(Task statement):
Would you please copy exactly the line with "229], [436, 210]]]" and all lines that follow it in the data below, through the last one?

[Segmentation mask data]
☆ ☆ ☆ ☆ ☆

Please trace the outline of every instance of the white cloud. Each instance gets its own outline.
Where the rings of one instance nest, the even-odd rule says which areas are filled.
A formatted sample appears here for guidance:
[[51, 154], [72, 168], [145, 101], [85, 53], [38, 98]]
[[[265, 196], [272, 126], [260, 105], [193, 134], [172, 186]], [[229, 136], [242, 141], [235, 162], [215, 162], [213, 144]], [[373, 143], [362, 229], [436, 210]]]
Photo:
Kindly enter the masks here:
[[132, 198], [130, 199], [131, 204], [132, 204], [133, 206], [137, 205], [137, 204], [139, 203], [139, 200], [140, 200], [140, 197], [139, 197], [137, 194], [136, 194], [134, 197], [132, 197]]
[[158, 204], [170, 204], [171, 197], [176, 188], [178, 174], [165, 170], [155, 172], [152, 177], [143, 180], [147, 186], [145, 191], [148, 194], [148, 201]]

☆ ☆ ☆ ☆ ☆

(Answer to the problem):
[[[265, 196], [272, 126], [260, 105], [193, 134], [172, 186]], [[229, 136], [242, 141], [235, 162], [215, 162], [213, 144]], [[373, 143], [362, 229], [436, 210]]]
Photo:
Kindly enter the masks here:
[[132, 198], [130, 199], [131, 204], [132, 204], [133, 206], [137, 205], [137, 204], [139, 203], [139, 200], [140, 200], [140, 197], [139, 197], [137, 194], [136, 194], [134, 197], [132, 197]]
[[158, 204], [170, 204], [171, 197], [176, 188], [178, 174], [165, 170], [155, 172], [152, 177], [143, 180], [147, 186], [145, 191], [148, 194], [148, 201]]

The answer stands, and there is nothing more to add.